▶ Items from a dataset:

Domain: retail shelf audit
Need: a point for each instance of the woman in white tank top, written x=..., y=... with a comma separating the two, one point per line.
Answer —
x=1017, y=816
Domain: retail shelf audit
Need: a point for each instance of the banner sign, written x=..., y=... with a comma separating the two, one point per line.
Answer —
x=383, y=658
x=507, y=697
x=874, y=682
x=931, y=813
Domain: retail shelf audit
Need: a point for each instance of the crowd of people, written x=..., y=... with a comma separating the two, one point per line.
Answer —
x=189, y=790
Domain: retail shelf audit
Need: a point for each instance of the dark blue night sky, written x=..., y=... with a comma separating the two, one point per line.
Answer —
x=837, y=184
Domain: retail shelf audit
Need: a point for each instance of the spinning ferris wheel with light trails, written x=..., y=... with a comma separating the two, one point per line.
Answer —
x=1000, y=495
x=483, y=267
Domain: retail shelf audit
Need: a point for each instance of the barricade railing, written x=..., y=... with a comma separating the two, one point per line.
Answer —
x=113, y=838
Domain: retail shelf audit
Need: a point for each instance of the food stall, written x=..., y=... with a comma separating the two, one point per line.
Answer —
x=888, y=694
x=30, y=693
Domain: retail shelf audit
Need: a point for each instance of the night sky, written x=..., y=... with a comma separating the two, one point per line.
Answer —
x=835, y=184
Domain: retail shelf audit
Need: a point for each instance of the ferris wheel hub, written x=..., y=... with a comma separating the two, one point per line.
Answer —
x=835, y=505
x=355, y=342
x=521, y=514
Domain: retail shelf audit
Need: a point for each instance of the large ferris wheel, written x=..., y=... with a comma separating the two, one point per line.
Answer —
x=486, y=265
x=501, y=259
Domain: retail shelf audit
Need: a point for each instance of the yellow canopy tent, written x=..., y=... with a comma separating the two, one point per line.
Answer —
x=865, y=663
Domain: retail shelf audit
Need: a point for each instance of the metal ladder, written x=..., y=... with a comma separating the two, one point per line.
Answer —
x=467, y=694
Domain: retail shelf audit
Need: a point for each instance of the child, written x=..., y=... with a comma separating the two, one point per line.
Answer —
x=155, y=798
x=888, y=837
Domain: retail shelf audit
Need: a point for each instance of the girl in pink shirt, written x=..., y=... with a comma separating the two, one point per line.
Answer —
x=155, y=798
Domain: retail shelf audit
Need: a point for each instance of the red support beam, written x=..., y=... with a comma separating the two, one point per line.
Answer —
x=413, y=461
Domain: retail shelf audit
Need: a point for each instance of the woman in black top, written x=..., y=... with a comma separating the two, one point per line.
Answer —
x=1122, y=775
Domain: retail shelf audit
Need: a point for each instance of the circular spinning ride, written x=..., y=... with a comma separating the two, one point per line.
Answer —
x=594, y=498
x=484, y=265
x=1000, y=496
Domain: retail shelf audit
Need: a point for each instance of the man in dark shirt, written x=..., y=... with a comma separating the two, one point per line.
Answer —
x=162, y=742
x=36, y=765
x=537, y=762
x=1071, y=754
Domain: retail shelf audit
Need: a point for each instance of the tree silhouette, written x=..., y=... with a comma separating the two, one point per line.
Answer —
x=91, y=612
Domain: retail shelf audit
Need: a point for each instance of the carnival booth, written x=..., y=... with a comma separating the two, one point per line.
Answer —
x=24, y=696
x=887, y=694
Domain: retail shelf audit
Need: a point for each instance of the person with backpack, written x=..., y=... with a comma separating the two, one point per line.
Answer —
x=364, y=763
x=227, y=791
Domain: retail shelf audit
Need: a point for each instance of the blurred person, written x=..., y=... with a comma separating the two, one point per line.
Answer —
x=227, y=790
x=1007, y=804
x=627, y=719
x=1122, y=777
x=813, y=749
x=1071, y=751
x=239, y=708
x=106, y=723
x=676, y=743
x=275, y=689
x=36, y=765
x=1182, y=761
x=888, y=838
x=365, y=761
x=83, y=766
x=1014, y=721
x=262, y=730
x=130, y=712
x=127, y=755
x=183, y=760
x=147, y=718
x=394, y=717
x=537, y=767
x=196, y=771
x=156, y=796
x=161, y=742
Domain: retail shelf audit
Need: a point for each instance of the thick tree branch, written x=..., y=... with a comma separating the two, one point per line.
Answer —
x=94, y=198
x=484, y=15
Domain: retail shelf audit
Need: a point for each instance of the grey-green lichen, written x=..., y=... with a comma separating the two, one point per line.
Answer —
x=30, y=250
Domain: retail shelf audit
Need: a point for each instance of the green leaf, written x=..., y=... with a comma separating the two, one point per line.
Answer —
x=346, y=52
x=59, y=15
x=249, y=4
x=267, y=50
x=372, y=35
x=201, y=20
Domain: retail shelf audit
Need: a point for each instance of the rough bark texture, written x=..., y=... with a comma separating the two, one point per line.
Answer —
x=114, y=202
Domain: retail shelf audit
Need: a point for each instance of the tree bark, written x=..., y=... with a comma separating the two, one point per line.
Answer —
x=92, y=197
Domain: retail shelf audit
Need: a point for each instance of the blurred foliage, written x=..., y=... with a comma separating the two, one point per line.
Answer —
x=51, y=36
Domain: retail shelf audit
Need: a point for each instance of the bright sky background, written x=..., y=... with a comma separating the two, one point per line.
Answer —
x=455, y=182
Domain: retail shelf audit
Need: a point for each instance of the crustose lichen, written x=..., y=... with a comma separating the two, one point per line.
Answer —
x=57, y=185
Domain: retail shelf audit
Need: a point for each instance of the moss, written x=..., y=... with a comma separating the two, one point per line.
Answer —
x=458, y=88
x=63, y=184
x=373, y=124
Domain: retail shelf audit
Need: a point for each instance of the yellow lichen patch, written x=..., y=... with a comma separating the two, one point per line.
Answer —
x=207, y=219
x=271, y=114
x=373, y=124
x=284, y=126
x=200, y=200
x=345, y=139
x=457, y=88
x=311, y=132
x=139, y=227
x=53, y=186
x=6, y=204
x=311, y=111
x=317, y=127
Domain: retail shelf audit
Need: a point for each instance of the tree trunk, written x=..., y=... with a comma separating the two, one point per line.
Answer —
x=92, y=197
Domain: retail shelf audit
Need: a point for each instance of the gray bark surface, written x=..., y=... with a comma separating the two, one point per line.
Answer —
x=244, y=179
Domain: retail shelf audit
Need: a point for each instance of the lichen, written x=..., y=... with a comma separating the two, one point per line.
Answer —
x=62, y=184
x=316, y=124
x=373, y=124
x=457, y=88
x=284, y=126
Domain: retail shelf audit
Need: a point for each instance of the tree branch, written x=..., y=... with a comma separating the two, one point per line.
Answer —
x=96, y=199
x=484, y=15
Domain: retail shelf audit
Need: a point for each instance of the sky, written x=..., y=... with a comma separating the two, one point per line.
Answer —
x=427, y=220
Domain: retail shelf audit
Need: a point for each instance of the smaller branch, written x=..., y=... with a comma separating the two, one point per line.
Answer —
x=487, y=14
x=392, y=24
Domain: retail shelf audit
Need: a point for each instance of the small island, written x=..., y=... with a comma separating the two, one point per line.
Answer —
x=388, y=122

▶ Exercise prompt: Could you return every line from the entries above in which the string "wheel" occurs?

▶ Task output:
Need: a point for each instance of the spinning ferris wheel with light trails, written x=..., y=... with a comma separating the two, one point per line.
Need: a point for each instance of the ferris wheel hub, written x=..., y=... with a comma separating the two, one point per line.
Need: a point for each instance of the large ferris wheel, written x=..., y=... with a comma separating the two, one point per line.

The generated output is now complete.